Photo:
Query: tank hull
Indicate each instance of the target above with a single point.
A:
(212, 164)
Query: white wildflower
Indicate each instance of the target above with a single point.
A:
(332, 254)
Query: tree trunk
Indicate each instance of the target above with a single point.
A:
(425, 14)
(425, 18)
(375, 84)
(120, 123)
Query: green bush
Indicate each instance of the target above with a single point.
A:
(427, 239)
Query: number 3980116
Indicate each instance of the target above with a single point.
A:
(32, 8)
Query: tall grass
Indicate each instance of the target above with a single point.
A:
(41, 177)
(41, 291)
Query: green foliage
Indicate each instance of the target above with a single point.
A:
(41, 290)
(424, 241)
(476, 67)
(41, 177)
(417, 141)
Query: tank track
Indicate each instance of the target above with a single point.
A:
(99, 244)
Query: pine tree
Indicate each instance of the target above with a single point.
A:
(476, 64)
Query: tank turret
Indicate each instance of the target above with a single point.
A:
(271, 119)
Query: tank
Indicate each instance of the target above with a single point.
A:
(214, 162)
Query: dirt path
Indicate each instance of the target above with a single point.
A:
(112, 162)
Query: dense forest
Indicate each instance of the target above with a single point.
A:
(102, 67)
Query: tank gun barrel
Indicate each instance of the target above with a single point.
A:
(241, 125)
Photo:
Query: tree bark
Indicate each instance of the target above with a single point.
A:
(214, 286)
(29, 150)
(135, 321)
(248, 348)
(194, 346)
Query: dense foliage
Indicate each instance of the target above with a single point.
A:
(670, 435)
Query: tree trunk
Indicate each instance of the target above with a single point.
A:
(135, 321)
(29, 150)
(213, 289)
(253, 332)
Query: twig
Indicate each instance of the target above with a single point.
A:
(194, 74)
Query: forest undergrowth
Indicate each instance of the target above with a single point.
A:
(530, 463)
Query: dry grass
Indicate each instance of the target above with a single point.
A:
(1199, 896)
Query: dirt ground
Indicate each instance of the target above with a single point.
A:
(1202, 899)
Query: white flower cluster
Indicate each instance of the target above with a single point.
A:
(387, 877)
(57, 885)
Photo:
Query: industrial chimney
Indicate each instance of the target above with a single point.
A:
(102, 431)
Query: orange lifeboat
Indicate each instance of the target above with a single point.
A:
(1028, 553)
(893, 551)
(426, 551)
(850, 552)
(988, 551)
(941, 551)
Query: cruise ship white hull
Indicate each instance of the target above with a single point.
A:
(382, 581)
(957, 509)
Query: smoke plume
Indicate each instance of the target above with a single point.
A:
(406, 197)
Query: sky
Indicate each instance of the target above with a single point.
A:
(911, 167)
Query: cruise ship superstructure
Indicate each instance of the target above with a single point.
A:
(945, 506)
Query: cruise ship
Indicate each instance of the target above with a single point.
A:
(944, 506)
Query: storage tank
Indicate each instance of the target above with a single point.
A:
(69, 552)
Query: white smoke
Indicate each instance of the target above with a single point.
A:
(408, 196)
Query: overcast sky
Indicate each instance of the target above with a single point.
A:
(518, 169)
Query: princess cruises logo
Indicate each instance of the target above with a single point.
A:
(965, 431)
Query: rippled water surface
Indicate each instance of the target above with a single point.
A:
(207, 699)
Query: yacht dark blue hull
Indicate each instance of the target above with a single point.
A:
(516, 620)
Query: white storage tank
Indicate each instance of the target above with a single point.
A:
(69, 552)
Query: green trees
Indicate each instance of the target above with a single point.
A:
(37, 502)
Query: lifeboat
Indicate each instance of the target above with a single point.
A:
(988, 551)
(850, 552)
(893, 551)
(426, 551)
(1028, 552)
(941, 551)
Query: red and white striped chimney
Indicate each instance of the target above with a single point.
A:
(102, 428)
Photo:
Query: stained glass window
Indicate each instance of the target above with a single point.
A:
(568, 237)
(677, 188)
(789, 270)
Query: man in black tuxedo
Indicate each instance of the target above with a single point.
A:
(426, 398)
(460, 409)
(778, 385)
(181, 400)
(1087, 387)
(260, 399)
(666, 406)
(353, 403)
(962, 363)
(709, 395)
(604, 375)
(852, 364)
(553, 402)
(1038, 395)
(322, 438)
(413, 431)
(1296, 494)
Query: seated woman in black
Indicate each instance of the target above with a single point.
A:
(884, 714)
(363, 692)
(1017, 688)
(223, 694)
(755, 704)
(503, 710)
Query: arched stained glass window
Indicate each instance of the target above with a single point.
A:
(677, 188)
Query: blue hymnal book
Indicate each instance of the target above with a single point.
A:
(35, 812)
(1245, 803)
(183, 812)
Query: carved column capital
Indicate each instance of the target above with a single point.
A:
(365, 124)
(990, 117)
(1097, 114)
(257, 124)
______________________________
▶ **Task description**
Make an exact copy of every line from the one with "Query: white storage tank" to the end of the data, with the first and last of those lines included.

▶ **Written answer**
Query: white storage tank
Indicate each instance of the target above with a single point.
A:
(69, 552)
Query: green trees
Indicate each instance of the target above with a single point.
A:
(37, 502)
Query: lifeboat
Indicate each instance of the target above with a single point.
A:
(988, 551)
(850, 552)
(893, 551)
(426, 551)
(1028, 552)
(941, 551)
Query: red and white striped chimney
Indicate each instance of the target above with a single point.
A:
(102, 428)
Photo:
Query: stained glass window
Indicate each instance of the target above with a single point.
A:
(568, 237)
(677, 188)
(789, 270)
Query: man in black tuxedo
Indicate each instance of the target above with a single point.
A:
(426, 398)
(460, 409)
(778, 385)
(181, 400)
(1087, 387)
(260, 399)
(666, 406)
(353, 403)
(962, 363)
(709, 395)
(604, 375)
(852, 364)
(553, 402)
(1038, 395)
(322, 438)
(413, 431)
(1296, 494)
Query: seated woman in black
Indicate each instance of the target above with a single point.
A:
(884, 714)
(363, 692)
(1017, 688)
(223, 694)
(755, 704)
(503, 710)
Query: arched stained glass window
Indicate each instance of the target above with a single point.
A:
(677, 188)
Query: blue hymnal book
Indicate each instance of the target above with a single point.
A:
(35, 812)
(1245, 803)
(183, 812)
Query: carved column capital
Indicate each instance of the target above with a single point.
A:
(365, 124)
(990, 117)
(1097, 114)
(257, 124)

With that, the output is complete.